• **PROBLEM SET**
(1) In the Ayurveda passage, retype the words from "What is Ayurveda?" to "of traditional medicine.".
(2) Based on the Ayurveda passage, answer yes or no to each statement and quote the words that decide it.
(a) Charaka Samhita describes the Science of Surgery.
(b) Ayurveda is considered the sister science to yoga.
(c) Vata is made up of fire and water.
(3) Answer these questions from the Ayurveda passage.
(a) What does the word Ayurveda directly translate to?
(b) Which veda is the practice of Ayurveda based on?
(c) What are gunas?

• **EXTRACT PROVIDED**
What is Ayurveda? Ayurveda directly translates to the science of life and it is a form of traditional Indian medicine that has been used for thousands of years. Ayurveda is a holistic form of medicine that both treats and prevents disease as well as promoting wellness through diet, herbs and lifestyle. It is considered to be the sister science to yoga, and follows many of the same principles and ideals that yoga does.
The practice of Ayurveda is based upon the knowledge derived from the Atharva veda, which is one of the vedas, the ancient hindu scriptures. Charaka Samhita describes all aspects of Ayurvedic medicine and Sushruta Samhita describes the Science of Surgery in these texts. Both these legendary compilations are still used by practitioners of traditional medicine.
Ayurveda believes we are all microcosms of the macrocosm, therefore we contain all of the elements within us. We typically contain two predominant elements though, considered to be our doshas. There are three doshas in Ayurveda, all containing two different elements. There is vata, which is air and space, pitta which is fire and water and kapha which is earth and water. One or two doshas tend to make up our constitution, which determines much of our behaviors, personality, body types and functions. When different elements become more predominant in the body through change of seasons, eating patterns or certain lifestyle behaviors, our doshas can become imbalanced. All mental and physical disorders in the body are associated with a particular dosha imbalance in Ayurveda, and can be balanced with herbs, diet and lifestyle practices that have opposite qualities of our imbalances.
Ayurvedic medicine involves diet herbs and lifestyle for wellness promotion, disease prevention and treatment. Ayurvedic treatment plans are highly individualized and are based around a person's predominant doshas. The different doshas all have specific gunas, or qualities and to balance doshic imbalances, you need a treatment plan that contains opposite qualities as the imbalanced dosha. There are also a variety of body treatments involved in Ayurveda including nasya, kati basti, shirodhara and panchakarma all aimed at treating different ailments.

[Referring expression data]
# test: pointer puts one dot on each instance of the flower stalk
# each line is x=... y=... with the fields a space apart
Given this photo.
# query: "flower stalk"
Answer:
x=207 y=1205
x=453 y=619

• **TASK-BY-TASK SOLUTIONS**
(1)
What is Ayurveda? Ayurveda directly translates to the science of life and it is a form of traditional Indian medicine that has been used for thousands of years. Ayurveda is a holistic form of medicine that both treats and prevents disease as well as promoting wellness through diet, herbs and lifestyle. It is considered to be the sister science to yoga, and follows many of the same principles and ideals that yoga does.
The practice of Ayurveda is based upon the knowledge derived from the Atharva veda, which is one of the vedas, the ancient hindu scriptures. Charaka Samhita describes all aspects of Ayurvedic medicine and Sushruta Samhita describes the Science of Surgery in these texts. Both these legendary compilations are still used by practitioners of traditional medicine.

(2)
(a) No: "Sushruta Samhita describes the Science of Surgery in these texts."
(b) Yes: "It is considered to be the sister science to yoga."
(c) No: "There is vata, which is air and space."

(3)
(a) The science of life.
(b) The Atharva veda.
(c) Qualities.